#### Exercise data
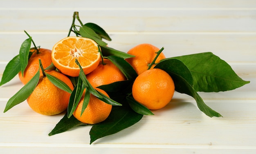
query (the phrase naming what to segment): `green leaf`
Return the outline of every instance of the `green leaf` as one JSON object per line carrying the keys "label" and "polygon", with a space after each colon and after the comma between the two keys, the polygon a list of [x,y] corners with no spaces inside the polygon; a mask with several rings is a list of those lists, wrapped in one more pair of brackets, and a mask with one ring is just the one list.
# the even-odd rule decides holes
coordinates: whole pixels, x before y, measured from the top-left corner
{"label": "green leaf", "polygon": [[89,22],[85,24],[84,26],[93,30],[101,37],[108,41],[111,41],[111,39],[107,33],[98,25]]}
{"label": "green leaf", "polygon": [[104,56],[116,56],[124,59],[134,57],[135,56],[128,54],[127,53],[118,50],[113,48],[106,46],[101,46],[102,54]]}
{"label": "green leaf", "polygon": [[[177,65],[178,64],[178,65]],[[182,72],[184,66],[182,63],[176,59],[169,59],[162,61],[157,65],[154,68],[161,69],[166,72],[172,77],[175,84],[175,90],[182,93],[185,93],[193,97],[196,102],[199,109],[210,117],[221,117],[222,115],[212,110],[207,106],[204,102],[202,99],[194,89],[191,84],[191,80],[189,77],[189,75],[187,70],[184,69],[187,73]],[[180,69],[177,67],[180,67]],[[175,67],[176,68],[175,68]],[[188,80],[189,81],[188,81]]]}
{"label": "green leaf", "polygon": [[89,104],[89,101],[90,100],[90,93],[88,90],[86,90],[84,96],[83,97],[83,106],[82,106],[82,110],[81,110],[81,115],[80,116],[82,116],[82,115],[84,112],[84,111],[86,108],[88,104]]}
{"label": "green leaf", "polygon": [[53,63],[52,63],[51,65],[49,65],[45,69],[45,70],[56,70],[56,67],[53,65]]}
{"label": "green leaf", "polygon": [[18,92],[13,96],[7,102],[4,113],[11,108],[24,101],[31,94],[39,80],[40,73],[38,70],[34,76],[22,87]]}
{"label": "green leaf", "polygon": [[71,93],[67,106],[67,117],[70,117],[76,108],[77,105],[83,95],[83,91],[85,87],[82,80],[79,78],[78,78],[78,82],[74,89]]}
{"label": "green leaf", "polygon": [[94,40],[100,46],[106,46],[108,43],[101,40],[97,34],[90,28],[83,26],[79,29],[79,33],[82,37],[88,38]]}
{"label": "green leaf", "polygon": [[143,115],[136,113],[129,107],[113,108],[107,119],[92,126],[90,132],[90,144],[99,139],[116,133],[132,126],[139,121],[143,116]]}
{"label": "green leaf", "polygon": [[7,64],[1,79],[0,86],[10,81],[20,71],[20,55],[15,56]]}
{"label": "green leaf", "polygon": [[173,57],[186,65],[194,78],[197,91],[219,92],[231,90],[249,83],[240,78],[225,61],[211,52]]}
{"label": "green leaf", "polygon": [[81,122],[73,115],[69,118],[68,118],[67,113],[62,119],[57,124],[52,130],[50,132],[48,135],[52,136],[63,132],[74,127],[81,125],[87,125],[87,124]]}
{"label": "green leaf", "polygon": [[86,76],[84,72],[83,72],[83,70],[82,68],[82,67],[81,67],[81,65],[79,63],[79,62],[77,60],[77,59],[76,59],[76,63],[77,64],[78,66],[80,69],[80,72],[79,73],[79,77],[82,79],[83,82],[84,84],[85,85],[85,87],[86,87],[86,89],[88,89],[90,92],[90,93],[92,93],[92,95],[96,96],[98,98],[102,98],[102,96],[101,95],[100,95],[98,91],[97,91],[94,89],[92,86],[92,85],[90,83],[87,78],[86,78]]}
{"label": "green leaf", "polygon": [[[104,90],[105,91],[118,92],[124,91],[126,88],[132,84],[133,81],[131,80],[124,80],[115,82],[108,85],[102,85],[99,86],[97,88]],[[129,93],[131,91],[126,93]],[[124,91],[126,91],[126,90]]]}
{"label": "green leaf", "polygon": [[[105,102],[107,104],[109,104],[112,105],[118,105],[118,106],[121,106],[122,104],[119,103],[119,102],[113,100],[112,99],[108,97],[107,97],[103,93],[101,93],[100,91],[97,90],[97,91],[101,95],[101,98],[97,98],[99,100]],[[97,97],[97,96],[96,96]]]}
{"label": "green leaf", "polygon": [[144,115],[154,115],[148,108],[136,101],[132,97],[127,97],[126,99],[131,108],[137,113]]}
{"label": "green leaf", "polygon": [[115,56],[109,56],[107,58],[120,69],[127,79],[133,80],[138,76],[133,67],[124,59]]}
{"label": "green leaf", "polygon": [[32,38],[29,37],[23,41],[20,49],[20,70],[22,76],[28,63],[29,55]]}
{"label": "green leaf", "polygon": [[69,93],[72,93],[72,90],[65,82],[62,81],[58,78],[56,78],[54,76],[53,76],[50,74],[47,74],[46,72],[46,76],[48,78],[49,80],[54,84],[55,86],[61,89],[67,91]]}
########
### Exercise description:
Please rewrite the stretch from the start of the records through the line containing "# the even-odd rule decides holes", renaming "green leaf" to "yellow leaf" and leaving everything else as it is. Omit the pictures from your answer.

### Result:
query (the phrase naming what to segment): `yellow leaf`
Return the outline of every instance of the `yellow leaf` as one JSON object per line carrying the keys "label" and "polygon", with a space after each colon and after the comma between the two keys, the polygon a list of [x,y] corners with no spaces inside the polygon; a mask with several rings is a list of those lists, wrapped in one more pair of brackets, and a mask with one ring is just the one list.
# the even-odd rule decides holes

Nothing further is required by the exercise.